▶ _AIM_
Could you rewrite the listing below, starting at the line that has "Q: Where is a point on each instance of the leotard" and stopping after the line that has "x=340, y=881", with "oval badge" changed to "round emblem" and nothing else altered?

** Begin RECORDS SUPPLIED **

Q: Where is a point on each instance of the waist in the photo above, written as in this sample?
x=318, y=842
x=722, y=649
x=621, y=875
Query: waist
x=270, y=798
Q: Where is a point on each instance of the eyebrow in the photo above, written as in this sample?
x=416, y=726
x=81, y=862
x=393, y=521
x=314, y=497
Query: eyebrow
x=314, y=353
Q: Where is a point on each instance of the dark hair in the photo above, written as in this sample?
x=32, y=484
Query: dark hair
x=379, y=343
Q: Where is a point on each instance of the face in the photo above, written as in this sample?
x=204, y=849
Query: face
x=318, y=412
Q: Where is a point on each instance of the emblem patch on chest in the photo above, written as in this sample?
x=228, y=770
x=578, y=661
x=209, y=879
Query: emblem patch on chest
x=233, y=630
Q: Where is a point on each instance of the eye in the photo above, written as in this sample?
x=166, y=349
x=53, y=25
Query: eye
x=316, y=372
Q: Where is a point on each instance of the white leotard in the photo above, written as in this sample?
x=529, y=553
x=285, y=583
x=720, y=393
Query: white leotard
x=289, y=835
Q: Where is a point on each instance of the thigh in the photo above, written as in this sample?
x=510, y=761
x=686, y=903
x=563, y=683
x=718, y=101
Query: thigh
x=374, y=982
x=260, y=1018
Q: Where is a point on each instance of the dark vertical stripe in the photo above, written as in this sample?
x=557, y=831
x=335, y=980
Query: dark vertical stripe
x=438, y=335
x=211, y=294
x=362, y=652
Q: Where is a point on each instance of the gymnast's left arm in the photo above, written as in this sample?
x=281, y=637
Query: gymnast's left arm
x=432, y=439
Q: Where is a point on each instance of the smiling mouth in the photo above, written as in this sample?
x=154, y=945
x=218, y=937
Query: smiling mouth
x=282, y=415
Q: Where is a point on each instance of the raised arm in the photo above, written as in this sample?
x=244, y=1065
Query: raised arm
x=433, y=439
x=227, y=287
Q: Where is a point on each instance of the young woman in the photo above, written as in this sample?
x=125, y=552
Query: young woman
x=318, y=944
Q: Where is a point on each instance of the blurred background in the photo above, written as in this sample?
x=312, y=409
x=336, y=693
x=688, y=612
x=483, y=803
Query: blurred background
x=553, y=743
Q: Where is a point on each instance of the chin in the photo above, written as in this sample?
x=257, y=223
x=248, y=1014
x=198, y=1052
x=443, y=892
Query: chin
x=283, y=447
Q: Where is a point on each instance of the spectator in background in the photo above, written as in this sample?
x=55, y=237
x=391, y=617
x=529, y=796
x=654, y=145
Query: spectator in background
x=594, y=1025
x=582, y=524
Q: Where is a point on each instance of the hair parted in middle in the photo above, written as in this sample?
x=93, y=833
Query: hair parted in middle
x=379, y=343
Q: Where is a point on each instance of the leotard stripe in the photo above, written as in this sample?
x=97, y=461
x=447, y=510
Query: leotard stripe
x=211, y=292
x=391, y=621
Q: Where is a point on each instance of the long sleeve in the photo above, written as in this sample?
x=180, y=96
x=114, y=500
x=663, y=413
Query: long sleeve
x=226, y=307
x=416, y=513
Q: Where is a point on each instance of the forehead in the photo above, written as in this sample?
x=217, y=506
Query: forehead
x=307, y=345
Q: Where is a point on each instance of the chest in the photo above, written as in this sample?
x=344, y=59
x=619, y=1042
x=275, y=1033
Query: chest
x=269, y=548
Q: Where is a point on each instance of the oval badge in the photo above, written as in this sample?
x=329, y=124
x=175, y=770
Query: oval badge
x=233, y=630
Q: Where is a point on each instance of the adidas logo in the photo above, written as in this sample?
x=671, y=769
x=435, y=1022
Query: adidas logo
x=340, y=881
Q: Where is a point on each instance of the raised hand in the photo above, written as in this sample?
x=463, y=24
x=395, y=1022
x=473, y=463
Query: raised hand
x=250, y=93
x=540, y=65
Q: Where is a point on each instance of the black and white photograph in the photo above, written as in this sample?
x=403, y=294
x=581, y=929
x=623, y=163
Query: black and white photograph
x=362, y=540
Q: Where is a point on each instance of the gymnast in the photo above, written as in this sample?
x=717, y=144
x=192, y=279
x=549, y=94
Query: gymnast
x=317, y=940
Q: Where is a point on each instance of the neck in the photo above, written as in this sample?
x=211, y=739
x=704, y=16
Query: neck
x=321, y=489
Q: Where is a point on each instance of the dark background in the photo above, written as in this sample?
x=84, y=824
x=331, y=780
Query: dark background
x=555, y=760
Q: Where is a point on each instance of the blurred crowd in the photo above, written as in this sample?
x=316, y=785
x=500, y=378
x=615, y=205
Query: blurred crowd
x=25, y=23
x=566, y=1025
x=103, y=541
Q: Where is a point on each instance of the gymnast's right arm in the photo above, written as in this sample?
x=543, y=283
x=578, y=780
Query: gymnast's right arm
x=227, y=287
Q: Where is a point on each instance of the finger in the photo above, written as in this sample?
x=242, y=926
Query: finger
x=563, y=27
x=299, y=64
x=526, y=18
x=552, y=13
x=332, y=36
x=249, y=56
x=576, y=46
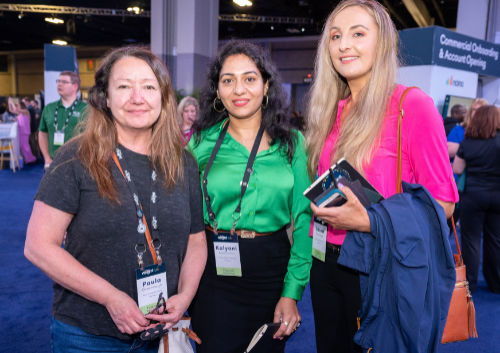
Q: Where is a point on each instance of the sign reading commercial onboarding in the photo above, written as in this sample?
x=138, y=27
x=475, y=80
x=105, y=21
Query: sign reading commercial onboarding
x=439, y=46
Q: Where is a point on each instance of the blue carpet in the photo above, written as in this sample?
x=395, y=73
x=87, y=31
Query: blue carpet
x=26, y=293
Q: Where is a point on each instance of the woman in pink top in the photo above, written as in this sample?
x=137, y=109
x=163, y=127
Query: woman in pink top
x=24, y=131
x=353, y=113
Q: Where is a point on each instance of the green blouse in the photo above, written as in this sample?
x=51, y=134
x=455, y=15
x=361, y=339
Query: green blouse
x=274, y=195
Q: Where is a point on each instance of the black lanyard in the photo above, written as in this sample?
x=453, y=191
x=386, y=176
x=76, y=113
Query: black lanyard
x=244, y=183
x=72, y=109
x=153, y=240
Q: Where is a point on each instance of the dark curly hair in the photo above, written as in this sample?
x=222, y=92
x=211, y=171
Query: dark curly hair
x=274, y=116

** End RECORDS SUPPLIED **

▶ _ANSWER TO THIS EXERCISE_
Q: Where is a point on each instance of the leotard stripe in the photo above, written as in this sample?
x=97, y=461
x=447, y=510
Query: leotard stripe
x=211, y=292
x=391, y=621
Q: Where is a point on each instance of the long sleeve in the photo above, written as in this sample?
x=180, y=96
x=114, y=500
x=663, y=413
Query: long sleeve
x=226, y=307
x=416, y=513
Q: Where is a point on each instance of the forehead in the photo above, written as in this sample?
x=217, y=506
Query: forehead
x=307, y=345
Q: Where is a point on each instance of the chest in the photo above, written as in this sample?
x=344, y=59
x=619, y=1042
x=275, y=1033
Query: chest
x=269, y=548
Q: Where is a point on each instance of the round emblem in the photo above, written as in this sample?
x=329, y=124
x=175, y=770
Query: round emblem
x=233, y=630
Q: Where is a point on each instance of the adidas logo in the photo above, written as in this sample?
x=671, y=769
x=435, y=1022
Query: adidas logo
x=340, y=881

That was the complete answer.